++++ EXTRACT

Feelings
A ghosting promise
By Emmanuelle
The young can sometimes lay it on thicker than thick. To them, old is ancient. If so, how ancient can ancient be? Antique! They squeal! How antique? Prehistoric! Primordial! They squeak out, laughter in between.
I ask the question idly while the niece and nieces on summer vacation are sprawled about in different languid poses in Grandma’s room. It is the biggest in the old family house, but that is not what attracts the kids like bees to the honeycomb. Grandma has the widest telly screen!
Unfortunately, the kids forget Grandma sprawls languidly along with the rest of them. Down goes her book, off goes her glasses. We could almost hear the sounds, as sizzle goes the fat idle about her veins, and crackle goes her outraged osteoporotic bones. Dear Grandma, always so queenly calm, now sputters angrily out how dare you bunch the old among the forest primeval of this earth?

++++++++
++++ EXCERPTED RECORDS

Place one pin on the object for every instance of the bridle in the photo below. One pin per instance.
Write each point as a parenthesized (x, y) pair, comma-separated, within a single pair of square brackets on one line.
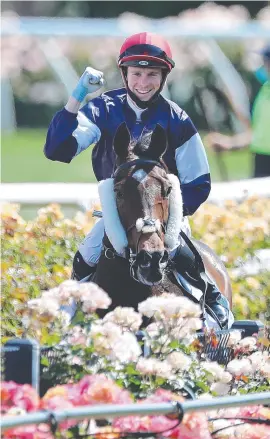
[(109, 252)]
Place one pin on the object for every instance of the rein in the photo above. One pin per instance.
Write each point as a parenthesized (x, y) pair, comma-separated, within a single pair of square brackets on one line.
[(110, 252), (136, 162)]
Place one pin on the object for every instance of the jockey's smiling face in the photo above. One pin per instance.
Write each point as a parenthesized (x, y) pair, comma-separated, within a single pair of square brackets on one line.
[(144, 82)]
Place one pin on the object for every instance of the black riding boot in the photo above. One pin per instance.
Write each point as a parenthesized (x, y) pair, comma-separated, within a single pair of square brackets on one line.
[(81, 270), (189, 264)]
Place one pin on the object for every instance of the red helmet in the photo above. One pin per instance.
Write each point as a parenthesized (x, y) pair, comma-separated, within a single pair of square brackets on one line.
[(146, 50)]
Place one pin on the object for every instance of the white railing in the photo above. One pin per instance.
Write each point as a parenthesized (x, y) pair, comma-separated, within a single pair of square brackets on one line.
[(85, 194), (115, 411)]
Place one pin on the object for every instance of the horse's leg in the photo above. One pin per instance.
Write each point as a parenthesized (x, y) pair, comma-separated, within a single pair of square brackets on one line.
[(215, 268)]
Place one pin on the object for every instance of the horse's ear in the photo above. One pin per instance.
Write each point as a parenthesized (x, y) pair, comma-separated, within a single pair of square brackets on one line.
[(121, 140), (158, 143)]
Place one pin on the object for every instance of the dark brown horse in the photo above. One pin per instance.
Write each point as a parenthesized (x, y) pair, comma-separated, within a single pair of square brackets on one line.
[(142, 210)]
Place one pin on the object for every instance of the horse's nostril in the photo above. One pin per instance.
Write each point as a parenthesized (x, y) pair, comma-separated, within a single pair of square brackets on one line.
[(144, 259)]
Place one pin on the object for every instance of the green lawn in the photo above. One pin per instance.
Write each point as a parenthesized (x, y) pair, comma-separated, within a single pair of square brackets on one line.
[(23, 161)]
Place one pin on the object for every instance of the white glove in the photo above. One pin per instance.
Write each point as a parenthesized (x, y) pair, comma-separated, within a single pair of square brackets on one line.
[(90, 81)]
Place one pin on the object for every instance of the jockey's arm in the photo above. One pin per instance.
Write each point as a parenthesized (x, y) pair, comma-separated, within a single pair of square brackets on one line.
[(72, 131), (193, 169), (69, 134)]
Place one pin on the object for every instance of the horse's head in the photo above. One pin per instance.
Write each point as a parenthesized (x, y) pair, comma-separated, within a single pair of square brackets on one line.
[(145, 201)]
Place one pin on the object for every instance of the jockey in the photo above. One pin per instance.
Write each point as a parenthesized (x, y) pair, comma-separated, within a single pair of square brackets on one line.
[(145, 61)]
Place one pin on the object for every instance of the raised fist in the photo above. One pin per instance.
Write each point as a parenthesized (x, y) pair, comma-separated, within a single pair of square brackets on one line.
[(90, 81)]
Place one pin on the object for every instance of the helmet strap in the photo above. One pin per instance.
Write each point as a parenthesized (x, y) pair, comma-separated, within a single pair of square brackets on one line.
[(138, 102)]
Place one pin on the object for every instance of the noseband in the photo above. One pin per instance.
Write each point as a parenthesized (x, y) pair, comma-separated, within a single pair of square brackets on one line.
[(150, 222)]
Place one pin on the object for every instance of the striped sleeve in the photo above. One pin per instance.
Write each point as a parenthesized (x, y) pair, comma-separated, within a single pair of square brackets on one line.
[(192, 167)]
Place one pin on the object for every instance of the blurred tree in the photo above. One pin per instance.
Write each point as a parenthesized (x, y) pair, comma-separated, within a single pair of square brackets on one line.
[(96, 9)]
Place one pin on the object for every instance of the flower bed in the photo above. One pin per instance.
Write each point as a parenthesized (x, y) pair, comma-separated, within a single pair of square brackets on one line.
[(37, 255), (100, 360)]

++++++++

## GOAL 1
Please reproduce the essay from "I ask the question" to "of this earth?", including both.
## GOAL 2
According to the essay, what draws the kids to Grandma's room? Answer in one to three sentences.
The data plays no part here.

## WRITTEN REPLY 1
I ask the question idly while the niece and nieces on summer vacation are sprawled about in different languid poses in Grandma’s room. It is the biggest in the old family house, but that is not what attracts the kids like bees to the honeycomb. Grandma has the widest telly screen!
Unfortunately, the kids forget Grandma sprawls languidly along with the rest of them. Down goes her book, off goes her glasses. We could almost hear the sounds, as sizzle goes the fat idle about her veins, and crackle goes her outraged osteoporotic bones. Dear Grandma, always so queenly calm, now sputters angrily out how dare you bunch the old among the forest primeval of this earth?

## WRITTEN REPLY 2
The size of the room isn't the draw, even though it is the biggest in the old family house. The kids gather there because Grandma has the widest telly screen.